Set down exactly, from the records below, the line with "Query: wooden cube side table" through the line with "Query: rosewood veneer panel", and nothing else.

=== Data excerpts ===
┄┄┄┄┄┄┄┄┄┄┄┄┄┄┄┄┄┄┄┄
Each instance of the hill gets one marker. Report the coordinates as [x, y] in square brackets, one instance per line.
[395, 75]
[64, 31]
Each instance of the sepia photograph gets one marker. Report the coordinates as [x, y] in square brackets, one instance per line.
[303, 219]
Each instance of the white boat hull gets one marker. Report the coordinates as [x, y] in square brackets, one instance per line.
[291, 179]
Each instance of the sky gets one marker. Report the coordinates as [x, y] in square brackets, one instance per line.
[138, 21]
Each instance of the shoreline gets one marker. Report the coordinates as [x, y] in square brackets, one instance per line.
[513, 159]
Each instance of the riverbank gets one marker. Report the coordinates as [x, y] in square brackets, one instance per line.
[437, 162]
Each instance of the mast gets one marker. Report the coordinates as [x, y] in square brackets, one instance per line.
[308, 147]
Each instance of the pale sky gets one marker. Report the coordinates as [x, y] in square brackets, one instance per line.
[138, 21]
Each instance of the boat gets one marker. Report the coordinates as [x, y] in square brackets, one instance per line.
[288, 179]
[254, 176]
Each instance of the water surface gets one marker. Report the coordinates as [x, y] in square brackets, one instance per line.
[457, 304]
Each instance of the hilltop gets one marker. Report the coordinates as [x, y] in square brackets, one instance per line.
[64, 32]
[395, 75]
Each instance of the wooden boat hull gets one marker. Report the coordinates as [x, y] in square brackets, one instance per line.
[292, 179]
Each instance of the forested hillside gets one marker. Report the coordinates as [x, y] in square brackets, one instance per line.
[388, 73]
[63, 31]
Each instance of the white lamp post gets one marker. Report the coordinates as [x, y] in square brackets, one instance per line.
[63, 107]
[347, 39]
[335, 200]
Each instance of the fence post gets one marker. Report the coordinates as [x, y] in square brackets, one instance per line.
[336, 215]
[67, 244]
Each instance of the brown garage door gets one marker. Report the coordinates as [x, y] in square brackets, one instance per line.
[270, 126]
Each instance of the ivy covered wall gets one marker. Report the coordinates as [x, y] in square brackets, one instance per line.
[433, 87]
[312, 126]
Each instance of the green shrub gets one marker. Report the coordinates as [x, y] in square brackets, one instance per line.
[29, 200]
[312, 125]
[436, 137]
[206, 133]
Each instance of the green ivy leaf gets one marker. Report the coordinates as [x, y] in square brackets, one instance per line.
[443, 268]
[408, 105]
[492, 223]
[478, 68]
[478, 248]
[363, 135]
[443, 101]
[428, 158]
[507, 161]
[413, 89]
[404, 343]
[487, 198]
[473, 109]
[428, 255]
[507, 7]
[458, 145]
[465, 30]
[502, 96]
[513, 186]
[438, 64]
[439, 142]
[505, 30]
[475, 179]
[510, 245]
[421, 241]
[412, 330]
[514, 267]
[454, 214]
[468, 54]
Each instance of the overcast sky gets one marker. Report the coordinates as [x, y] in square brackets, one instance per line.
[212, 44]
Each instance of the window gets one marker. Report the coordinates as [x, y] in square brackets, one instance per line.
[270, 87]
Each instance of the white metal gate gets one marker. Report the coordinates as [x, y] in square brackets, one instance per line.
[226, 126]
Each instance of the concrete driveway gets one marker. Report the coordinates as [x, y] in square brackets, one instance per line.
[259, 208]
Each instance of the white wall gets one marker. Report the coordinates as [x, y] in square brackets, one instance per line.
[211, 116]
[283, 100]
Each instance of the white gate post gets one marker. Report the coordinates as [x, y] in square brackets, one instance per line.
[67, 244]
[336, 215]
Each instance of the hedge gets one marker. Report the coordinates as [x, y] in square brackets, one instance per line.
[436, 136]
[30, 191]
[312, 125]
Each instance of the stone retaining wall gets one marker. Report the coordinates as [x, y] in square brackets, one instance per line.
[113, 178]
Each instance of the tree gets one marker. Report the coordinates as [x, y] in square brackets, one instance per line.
┄┄┄┄┄┄┄┄┄┄┄┄┄┄┄┄┄┄┄┄
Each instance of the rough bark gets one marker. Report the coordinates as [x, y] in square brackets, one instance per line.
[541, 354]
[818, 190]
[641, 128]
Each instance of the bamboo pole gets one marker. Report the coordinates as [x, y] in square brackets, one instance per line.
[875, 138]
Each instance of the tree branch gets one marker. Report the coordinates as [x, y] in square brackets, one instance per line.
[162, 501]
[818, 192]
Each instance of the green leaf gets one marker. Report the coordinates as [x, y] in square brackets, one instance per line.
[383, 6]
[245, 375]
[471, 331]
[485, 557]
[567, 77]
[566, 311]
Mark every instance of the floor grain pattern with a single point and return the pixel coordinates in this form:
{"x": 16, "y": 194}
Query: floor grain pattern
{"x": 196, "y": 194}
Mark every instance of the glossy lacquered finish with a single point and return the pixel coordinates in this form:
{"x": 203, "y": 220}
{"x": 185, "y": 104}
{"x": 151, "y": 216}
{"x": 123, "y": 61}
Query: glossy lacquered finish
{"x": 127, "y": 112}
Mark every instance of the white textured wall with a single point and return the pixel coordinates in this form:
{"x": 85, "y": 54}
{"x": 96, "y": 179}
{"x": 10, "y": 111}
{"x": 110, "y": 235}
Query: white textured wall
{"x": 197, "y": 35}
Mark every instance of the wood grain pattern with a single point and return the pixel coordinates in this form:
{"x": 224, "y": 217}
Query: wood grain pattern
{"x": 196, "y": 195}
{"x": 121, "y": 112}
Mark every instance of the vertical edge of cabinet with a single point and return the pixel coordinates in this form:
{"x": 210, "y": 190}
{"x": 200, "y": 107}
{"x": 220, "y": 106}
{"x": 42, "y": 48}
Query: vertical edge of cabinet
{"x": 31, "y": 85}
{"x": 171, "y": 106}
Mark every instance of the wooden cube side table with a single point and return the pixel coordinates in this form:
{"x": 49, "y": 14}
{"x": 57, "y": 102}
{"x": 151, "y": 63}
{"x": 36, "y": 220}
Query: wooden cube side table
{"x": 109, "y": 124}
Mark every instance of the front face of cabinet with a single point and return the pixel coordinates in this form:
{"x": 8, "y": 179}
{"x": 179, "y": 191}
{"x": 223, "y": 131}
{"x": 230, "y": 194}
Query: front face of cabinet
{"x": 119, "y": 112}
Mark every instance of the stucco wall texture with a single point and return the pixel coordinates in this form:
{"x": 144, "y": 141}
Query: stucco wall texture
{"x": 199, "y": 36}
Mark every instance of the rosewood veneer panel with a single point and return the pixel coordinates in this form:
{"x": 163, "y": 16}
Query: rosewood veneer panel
┄┄┄┄┄┄┄┄┄┄┄┄┄┄┄┄┄┄┄┄
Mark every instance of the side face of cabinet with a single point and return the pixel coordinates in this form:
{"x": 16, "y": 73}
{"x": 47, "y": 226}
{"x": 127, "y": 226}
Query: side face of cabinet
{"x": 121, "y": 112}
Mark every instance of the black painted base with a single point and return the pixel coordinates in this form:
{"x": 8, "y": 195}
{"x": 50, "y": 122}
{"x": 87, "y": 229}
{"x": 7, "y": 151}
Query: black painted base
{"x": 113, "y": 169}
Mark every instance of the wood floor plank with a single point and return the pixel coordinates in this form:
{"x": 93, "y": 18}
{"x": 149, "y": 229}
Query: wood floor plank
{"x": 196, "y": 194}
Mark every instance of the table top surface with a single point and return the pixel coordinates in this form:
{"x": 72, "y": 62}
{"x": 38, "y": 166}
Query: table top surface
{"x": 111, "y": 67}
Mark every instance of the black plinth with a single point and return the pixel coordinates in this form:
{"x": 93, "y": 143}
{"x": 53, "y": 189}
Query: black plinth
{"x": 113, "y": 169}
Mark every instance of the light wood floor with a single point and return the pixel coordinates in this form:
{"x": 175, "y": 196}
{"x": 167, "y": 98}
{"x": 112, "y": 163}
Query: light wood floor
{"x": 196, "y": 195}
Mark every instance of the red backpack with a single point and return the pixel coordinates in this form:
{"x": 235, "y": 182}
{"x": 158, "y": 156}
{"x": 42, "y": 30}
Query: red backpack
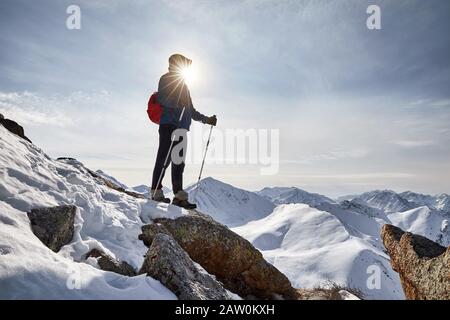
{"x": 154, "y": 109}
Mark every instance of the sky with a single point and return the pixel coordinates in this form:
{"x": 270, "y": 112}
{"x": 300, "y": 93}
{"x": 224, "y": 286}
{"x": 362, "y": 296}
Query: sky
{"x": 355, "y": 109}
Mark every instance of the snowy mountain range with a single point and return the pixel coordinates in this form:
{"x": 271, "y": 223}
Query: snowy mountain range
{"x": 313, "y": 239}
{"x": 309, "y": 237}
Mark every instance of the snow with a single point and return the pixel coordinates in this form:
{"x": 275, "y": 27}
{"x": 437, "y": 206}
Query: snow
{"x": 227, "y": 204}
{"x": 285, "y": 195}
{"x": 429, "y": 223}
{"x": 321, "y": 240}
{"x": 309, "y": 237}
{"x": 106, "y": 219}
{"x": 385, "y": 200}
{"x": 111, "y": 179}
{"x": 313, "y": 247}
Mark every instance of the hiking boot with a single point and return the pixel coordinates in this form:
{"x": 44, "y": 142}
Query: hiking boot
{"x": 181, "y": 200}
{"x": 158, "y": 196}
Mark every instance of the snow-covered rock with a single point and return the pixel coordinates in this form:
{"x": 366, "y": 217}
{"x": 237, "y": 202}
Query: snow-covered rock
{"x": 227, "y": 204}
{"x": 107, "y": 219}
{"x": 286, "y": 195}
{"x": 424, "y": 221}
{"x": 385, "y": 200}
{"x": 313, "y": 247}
┄┄┄┄┄┄┄┄┄┄┄┄┄┄┄┄┄┄┄┄
=== Solved problem ===
Query: wooden cube side table
{"x": 109, "y": 124}
Mark every instance of the front face of cabinet with a single point and return the pixel coordinates in this form:
{"x": 8, "y": 179}
{"x": 179, "y": 191}
{"x": 223, "y": 131}
{"x": 230, "y": 194}
Query: front face of cabinet
{"x": 119, "y": 112}
Mark every instance of the stucco wall texture with a single point and return the pixel coordinates in this form:
{"x": 144, "y": 141}
Query: stucco wall texture
{"x": 199, "y": 36}
Mark every instance of the rosewood veneer panel with a single point and return the pixel coordinates in this form:
{"x": 163, "y": 16}
Query: rosewood veneer panel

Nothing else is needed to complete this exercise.